When the size input to this circuit is 0, the circuit reads one byte from memory, using the least significant bit of the address to select the byte. When the size input is 1 and the least significant bit of the address is zero, it reads a 16-bit word.

There is a problem when this logic is used with a size of 1 (word) and an odd address. In this case, this alignment network reads the most significant byte from memory into both bytes of the value given to the CPU. This is clearly nonsense! The easiest solution is to simply disallow this case -- we simply require that all one-word operands be aligned on word boundaries in memory.

Exercise: Add logic to detetect an attempt to access a non-aligned operand and report this to the CPU.

Exercise: Work out the read alignment network for a 32-bit machine supporting aligned operands of size 8, 16 and 32 bits, encoded using size codes of 0, 1 and 2 from the CPU. Assume that 16-bit operands must have even addresses.

Exercise: Note that the alignment network given here always reads zero into the most significant bits of 8-bit operands. This is appropriate when reading data of the type declared as unsigned char in C or 0..255 in Pascal, but it is for the type signed char or -128..127. These require that the 8-bit operand be sign-extended to 16 bits. Modivy the alignment network given above to include an optional sign-extend control that enables this alternative.

Alignment Networks for Write

The most common way to build an alignment network that supports writes of partial words is based on a bus design that divides the write signal into multiple write signals, one for each byte of the word. We can do this with 8-bit bytes and a 16-bit word as follows:

	                       Memory Subsystem
         word ----/------------o--------
	address    n-1         |        |
                        |--/---|--------|---
         data out --/---|   8  |        |   |
                     16 |--/---|---     |   |
                            8  |  _|_   |  _|_
                                -|   |   -|   |
                                 |RAM|    |RAM|
         write low --------------|>__|   -|>__|
                                   |    |   |
                        |--/-------|----|---
         data in  --/---|   8      |    |
                     16 |--/-------     |
                                        |
         write high --------------------

This is the approach taken on a large fraction of the 16-bit microprocessors, including the Motorola 68000 and the Intel 8086, and modern 32-bit processors simply widen this model to 4 bytes, with 4 lines to control which byte is written during any particular write cycle, and an 8-line version would be required for a 64-bit word.

▶ **Record list**
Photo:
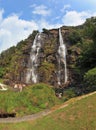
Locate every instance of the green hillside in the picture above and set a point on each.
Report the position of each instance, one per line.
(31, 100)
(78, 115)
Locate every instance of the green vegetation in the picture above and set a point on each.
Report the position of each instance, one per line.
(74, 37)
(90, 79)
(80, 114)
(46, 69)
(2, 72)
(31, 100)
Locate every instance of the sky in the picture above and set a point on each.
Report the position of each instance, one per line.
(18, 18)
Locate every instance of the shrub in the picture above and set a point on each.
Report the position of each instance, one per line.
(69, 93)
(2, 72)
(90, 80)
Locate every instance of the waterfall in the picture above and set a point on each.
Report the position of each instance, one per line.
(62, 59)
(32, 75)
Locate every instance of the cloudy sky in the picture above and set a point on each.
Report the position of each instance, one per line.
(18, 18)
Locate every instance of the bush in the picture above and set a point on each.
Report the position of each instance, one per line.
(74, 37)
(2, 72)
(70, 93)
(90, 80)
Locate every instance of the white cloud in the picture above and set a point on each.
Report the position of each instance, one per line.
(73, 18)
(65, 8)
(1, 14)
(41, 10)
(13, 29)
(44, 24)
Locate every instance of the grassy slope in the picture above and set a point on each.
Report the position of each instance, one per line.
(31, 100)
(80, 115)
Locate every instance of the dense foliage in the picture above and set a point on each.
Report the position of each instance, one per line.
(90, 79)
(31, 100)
* * *
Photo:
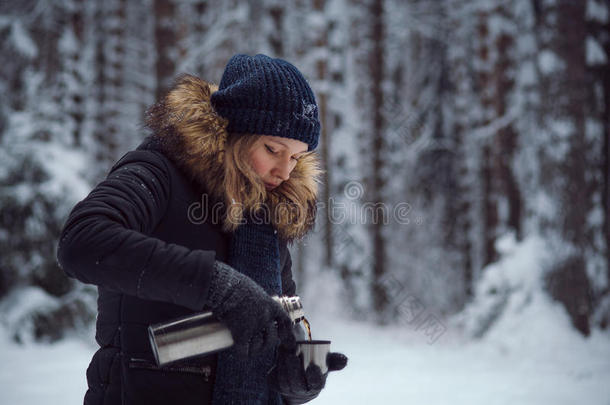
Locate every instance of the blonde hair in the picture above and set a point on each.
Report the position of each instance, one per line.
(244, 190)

▶ **What to work on**
Write the next part of the passage on memory alignment networks, starting right after its last sentence. The entries have no connection to the passage on memory alignment networks.

▶ **The output**
Given that we are using this type of ram, we can build the alignment network for the write data path as follows:

	CPU side                                  Memory side

	 byte     n   |------------------/---------- word
	address --/---|             ___    n-1       address
	              |-----o------|   |   ___ 
                            |      |OR |--|   |
                            |   ---|___|  |AND|-- write high
                            |  |         -|___|
                            |  |        |
        write --------------|--|--------o
                            |  |        |  ___
                            |  |    ___  -|   |
                             --|--O|   |  |AND|-- write low
                               |   |OR |--|___|
                               o---|___|
                               |
                               | |\
                            ---|-|1|
                           |   | | |--   
                    MSB  8 |  -|-|0|  |   8  MSB
                 16   |--/-  | | |/    --/--|  
        data >----/---|      | |  |         |---/--> data
                      |--/---o-|--|------/--|    16
                    LSB  8     |  |       8  LSB
        size ------------------o--

For an aligned word write, this alignment network puts the entire word on the data bus, while for byte write, it puts the duplicate copies of the byte on both bytes of the bus and then relies on the LSB of the address to determin whether the high or low byte gets written.

With this network, as with the read network given previously, an attempt to access a non-aligned word, that is, a word that starts at an odd address in memory, will be handled incorrectly; therefore, an attempt to do so should be detected and reported to the CPU.

Exercise:Work out the write alignment network for a 32-bit machine supporting aligned operands of size 8, 16 and 32 bits, encoded using size codes of 0, 1 and 2 from the CPU. Assume that 16-bit operands must have even addresses.

There is an alternative approach to writing partial words to memory that rests on a conventional memory where the entire word must be written at once. This is to read the entire word, update the byte or bytes that are to be changed, and then write it back to memory. Such read-modify-write cycles could be executed at no runtime cost in the era of core memory because the read operation from core was destructive, requiring that every read be followed by a write. Adding the data paths to allow the value written to be a modified version of the original value introduced no significant delay.

With modern DRAM semiconductor memory, the read operation is also destructive because it discharges the capacitors that store each bit of the word, but the refresh logic on the chip automatically handles the problem of refreshing the stored charge, and as a result, external logic does not see two memory cycles per read. Because of this, read-modify-write cycles require a pipeline stall on a typical modern machine, so (with an important exception), this approach is rarely used.

Non-Aligned Words

If we attempt to read or write a non-aligned word, we must recognize that we are dealing with a word that is stored physically in two consecutive words of memory. Thus, on a 16-bit machine, we encounter one case"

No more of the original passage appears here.